Excerpted text:
==================================================
William Atkinson

The school tie renaissance

  • From Spectator Life
[John Broadley]

In the street across the road from my third-year Christ Church room, sat a pub called The Bear. It marketed itself as Oxford’s oldest inn – as so many of the city’s hostelries do – but it is most famous for its tie collection. More than 4,500 are on display, enclosed in cases around the walls. The collection began in 1952, when the landlord offered half a pint to anyone who would let him snip off a tie end. To qualify, the ties had to indicate membership of some institution: a club, college, regiment, sports team or school. Over the decades, a cornucopia of colours, stripes and logos has been collected. Inspector Morse once enlisted the landlord’s help in identifying one.

The collection is now listed and cannot be altered or added to. I’m rather glad. Half a pint of Hophead wouldn’t have been worth ruining the only tie I could have offered: my old school one.

The school tie is a wonderful thing: a symbol of educational patriotism and of the smartness of the average British pupil compared with mufti-wearing international counterparts. From the grandest public school to the lowliest comp, ties are the essential part of any uniform.

School uniforms date back to the 16th century, when the children attending the school of Christ’s Hospital were given smart blue cloaks and yellow stockings. School ties didn’t emerge until the 1800s. Appropriately, their origins are connected to intra-Oxbridge rivalry. The I Zingari cricket club, formed by a group of Cambridge students, created the first sporting colours in 1845. Cravats – in particular in college colours – were soon adopted by rowing teams. In 1880, the rowing club of Oxford’s Exeter College invented the first sporting tie by removing the ribbon hat bands from their straw boaters and tying them around their necks.

Around the same time, regimental ties became popular, featuring different colours and widths of stripes to indicate affiliation – the martial successor to flags once hoisted on the battlefield. The twin examples spurred their adoption by schools across the land. By the 1920s, the stiff Eton collars worn by some boys in imitation of their educational superiors had been replaced by the increasingly ubiquitous ties.
==================================================
Provided data:
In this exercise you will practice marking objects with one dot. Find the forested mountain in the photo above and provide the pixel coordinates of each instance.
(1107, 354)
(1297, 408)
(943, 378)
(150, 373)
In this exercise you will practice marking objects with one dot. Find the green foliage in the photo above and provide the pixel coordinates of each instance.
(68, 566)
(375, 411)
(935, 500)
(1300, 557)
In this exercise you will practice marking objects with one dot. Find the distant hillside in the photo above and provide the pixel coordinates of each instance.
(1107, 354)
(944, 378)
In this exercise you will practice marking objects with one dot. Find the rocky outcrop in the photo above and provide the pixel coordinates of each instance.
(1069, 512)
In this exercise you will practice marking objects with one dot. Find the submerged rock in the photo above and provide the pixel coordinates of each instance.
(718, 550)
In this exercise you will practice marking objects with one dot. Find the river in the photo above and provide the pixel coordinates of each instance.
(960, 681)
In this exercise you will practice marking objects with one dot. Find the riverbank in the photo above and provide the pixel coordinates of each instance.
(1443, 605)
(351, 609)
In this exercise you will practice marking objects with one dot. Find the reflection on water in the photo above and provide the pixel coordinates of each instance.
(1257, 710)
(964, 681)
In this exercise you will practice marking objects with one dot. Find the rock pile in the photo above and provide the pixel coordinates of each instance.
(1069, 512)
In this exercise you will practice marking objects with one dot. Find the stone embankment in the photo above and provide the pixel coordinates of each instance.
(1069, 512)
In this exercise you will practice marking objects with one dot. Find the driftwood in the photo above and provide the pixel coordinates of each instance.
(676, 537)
==================================================
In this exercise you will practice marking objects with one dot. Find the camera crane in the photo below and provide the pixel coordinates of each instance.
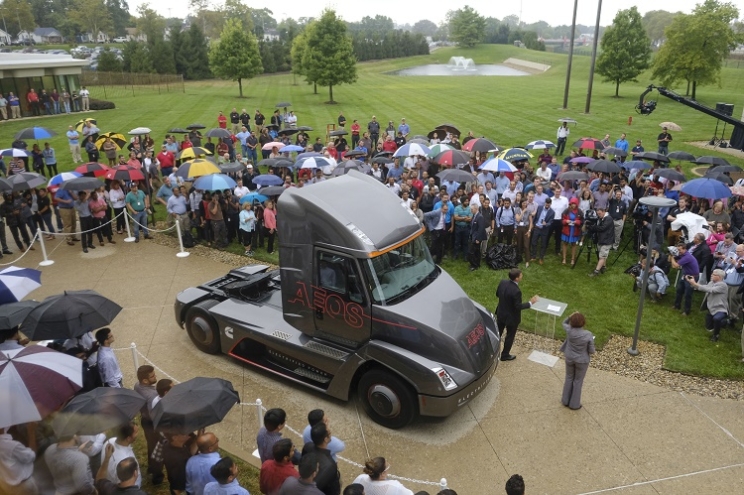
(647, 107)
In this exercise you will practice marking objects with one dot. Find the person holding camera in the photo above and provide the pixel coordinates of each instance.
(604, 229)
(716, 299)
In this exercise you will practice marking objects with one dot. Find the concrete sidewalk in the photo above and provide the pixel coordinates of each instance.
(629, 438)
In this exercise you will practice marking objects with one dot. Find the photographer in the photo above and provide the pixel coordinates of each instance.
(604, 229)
==================================================
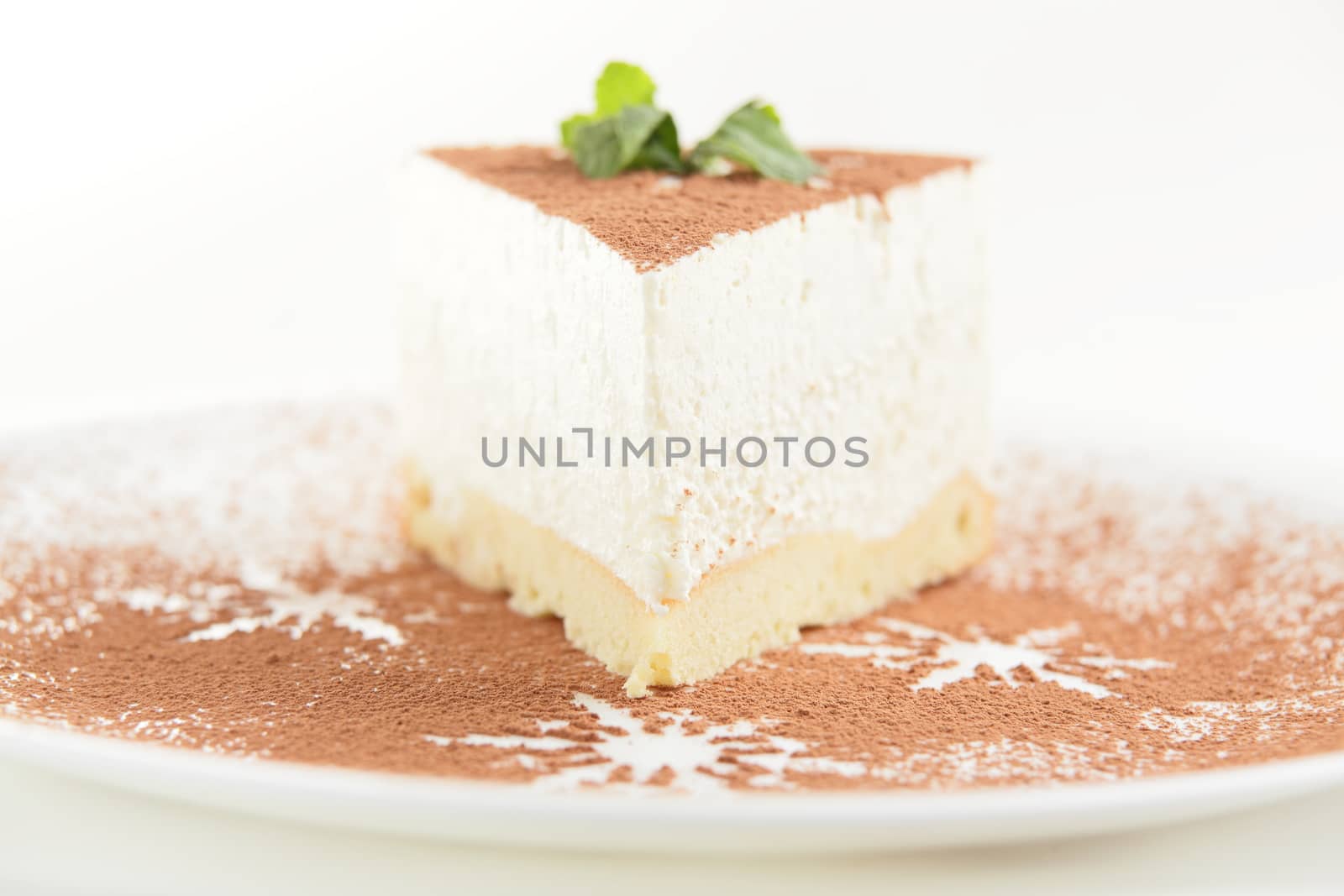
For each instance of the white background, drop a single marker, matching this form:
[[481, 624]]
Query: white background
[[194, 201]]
==================================================
Explore the material:
1. Retype the school tie article from "In the street" up to and including "in identifying one.".
2. Answer these questions from the school tie article:
(a) In what year did The Bear's tie collection begin?
(b) What were the children at the school of Christ's Hospital given to wear in the 16th century?
(c) Which rowing club invented the first sporting tie, and in what year?
3. According to the school tie article, why is the writer glad that The Bear's collection can no longer be added to?

Written answers:
1.
In the street across the road from my third-year Christ Church room, sat a pub called The Bear. It marketed itself as Oxford’s oldest inn – as so many of the city’s hostelries do – but it is most famous for its tie collection. More than 4,500 are on display, enclosed in cases around the walls. The collection began in 1952, when the landlord offered half a pint to anyone who would let him snip off a tie end. To qualify, the ties had to indicate membership of some institution: a club, college, regiment, sports team or school. Over the decades, a cornucopia of colours, stripes and logos has been collected. Inspector Morse once enlisted the landlord’s help in identifying one.

2.
(a) 1952
(b) Smart blue cloaks and yellow stockings
(c) The rowing club of Oxford's Exeter College, in 1880

3. Half a pint of Hophead would not have been worth ruining the only tie the writer could have offered, which was the writer's old school tie.